■ **PROBLEM**: Change "black shirt" to "dark jersey" and reproduce only the lines between the one holding "Query: boy in black shirt" and the one holding "Give the mask of the boy", inclusive, leaving everything else as it stands.

##### DATA ENTRIES

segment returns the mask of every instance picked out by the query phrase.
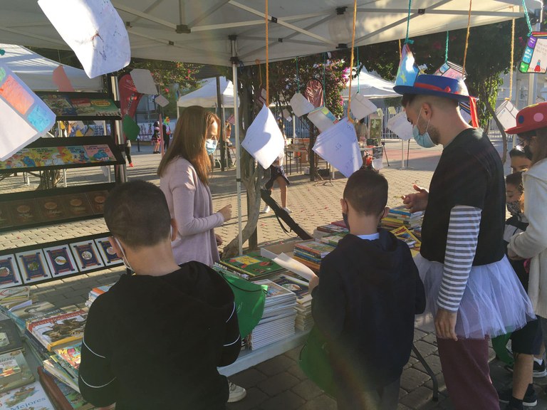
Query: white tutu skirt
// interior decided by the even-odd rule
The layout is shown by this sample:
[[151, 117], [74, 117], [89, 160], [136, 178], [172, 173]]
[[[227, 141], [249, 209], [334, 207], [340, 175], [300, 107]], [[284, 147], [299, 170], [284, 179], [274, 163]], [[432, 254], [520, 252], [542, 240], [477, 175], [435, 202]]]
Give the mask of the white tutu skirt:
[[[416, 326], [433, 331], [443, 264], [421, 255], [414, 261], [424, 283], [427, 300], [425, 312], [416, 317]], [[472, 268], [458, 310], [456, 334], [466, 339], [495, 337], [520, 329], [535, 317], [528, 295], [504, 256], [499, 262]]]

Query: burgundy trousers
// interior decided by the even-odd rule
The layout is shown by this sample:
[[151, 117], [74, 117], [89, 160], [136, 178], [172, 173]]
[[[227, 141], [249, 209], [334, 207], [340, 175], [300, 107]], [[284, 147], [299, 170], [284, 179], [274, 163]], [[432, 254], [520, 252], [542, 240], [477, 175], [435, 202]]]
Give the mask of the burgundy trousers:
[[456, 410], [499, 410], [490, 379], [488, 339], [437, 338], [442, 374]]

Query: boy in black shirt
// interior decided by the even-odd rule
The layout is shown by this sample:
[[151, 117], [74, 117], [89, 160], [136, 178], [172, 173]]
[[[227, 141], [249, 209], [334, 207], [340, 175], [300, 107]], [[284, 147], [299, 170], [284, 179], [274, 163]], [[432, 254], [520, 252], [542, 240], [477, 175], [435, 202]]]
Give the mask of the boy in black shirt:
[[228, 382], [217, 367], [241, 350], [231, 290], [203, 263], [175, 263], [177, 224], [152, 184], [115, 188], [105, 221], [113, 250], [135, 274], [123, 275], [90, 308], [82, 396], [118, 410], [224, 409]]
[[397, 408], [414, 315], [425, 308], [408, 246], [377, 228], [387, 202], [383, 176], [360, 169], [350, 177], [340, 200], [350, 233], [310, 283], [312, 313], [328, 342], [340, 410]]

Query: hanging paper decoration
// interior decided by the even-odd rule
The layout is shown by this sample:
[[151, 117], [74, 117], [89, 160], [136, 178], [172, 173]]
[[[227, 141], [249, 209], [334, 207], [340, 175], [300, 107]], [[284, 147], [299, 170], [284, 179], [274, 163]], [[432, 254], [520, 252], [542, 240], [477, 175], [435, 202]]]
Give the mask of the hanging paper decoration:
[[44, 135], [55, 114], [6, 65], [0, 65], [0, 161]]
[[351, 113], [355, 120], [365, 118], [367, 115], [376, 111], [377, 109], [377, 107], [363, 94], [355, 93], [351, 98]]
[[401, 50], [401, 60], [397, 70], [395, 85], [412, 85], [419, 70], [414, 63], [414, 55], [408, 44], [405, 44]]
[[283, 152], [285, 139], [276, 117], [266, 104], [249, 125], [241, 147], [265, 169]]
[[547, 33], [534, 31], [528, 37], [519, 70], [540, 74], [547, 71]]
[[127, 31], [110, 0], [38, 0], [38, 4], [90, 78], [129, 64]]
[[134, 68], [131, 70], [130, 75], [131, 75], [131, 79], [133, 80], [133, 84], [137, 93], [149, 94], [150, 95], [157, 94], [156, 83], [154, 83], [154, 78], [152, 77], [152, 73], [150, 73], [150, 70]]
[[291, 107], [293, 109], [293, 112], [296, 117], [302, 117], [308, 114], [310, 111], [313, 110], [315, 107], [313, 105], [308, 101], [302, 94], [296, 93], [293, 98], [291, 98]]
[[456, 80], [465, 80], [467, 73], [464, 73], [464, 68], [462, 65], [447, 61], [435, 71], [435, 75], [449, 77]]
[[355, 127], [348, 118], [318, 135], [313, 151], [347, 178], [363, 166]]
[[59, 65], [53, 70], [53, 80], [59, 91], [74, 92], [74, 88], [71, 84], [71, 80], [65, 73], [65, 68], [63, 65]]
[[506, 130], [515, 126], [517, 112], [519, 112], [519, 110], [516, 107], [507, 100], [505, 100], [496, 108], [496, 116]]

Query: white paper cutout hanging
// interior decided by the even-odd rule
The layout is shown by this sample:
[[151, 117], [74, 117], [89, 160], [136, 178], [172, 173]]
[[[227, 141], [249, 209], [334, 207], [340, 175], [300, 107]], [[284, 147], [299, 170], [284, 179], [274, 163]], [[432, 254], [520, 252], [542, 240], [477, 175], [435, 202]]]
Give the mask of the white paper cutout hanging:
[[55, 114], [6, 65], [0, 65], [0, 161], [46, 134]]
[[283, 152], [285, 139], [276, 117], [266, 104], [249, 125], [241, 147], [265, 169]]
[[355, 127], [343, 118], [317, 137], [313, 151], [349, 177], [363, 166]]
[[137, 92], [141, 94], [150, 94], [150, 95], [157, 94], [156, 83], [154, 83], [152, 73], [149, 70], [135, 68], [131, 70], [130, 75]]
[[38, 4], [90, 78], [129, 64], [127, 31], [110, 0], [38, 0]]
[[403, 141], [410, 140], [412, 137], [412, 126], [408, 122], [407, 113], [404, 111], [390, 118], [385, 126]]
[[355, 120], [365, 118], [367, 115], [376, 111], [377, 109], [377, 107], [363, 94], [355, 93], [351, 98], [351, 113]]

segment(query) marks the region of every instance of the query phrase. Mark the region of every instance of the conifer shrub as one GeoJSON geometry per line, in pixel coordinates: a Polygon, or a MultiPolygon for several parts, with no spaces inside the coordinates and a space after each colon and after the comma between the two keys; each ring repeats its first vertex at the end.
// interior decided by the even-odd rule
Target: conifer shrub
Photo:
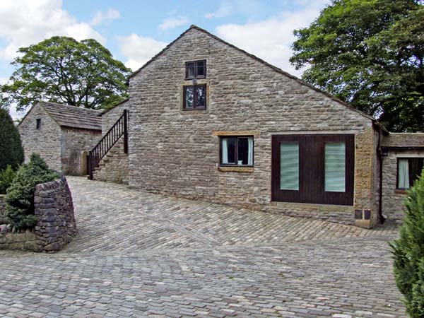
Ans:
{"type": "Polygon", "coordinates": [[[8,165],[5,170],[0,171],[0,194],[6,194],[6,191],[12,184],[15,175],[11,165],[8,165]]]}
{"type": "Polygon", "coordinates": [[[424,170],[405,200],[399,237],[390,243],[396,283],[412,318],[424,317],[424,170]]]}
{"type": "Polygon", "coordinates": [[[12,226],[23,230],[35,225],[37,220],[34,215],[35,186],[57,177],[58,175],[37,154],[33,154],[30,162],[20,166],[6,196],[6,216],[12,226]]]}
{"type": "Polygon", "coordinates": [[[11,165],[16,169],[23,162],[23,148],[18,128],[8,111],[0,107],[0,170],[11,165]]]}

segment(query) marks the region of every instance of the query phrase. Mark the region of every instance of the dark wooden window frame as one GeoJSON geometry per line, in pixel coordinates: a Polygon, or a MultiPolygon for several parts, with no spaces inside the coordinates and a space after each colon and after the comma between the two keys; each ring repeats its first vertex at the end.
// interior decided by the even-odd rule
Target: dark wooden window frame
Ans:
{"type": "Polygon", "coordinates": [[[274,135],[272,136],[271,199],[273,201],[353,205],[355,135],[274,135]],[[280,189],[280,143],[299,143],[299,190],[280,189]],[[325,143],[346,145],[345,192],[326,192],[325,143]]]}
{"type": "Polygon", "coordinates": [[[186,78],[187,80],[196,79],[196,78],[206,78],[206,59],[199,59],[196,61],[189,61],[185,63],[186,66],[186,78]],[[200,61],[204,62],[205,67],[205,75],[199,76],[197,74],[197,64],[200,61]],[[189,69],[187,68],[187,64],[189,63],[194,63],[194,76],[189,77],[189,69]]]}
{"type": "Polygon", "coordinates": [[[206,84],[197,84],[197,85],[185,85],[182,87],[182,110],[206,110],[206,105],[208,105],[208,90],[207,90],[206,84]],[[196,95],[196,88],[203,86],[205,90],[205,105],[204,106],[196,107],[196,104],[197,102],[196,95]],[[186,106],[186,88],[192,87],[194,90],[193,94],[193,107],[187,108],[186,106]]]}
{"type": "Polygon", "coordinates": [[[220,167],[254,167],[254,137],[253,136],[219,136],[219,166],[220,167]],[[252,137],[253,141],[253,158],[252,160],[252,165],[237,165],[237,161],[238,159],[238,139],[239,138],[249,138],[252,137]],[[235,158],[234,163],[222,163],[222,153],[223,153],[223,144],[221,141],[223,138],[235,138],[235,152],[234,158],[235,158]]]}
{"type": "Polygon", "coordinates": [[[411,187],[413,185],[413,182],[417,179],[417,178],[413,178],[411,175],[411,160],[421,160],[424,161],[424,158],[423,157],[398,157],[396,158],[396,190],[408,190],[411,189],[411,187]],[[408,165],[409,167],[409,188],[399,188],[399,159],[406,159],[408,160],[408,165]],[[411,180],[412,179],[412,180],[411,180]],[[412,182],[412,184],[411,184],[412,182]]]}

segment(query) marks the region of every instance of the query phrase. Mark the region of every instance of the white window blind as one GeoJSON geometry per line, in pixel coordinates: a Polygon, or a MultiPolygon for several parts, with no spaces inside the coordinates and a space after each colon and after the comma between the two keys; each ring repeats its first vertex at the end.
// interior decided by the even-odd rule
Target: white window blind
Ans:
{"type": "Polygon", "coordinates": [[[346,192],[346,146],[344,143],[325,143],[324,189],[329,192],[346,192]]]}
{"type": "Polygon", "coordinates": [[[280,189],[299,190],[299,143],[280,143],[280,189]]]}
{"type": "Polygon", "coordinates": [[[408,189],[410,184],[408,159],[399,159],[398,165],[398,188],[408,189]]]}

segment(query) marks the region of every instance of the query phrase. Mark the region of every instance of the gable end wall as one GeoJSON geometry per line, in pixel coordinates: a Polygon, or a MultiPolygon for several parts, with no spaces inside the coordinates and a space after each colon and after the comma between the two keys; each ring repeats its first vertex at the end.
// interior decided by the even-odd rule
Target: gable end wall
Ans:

##########

■ **OUTPUT**:
Query: boy in dark jersey
// interior decided by the even-odd rule
The layout is shown by this sample:
[[151, 117], [74, 117], [89, 160], [136, 178], [172, 173]]
[[[227, 141], [249, 209], [334, 207], [340, 175], [300, 107]], [[284, 147], [299, 170], [284, 179], [274, 163]], [[432, 254], [520, 252], [542, 240], [477, 175], [435, 202]]]
Give the mask of the boy in dark jersey:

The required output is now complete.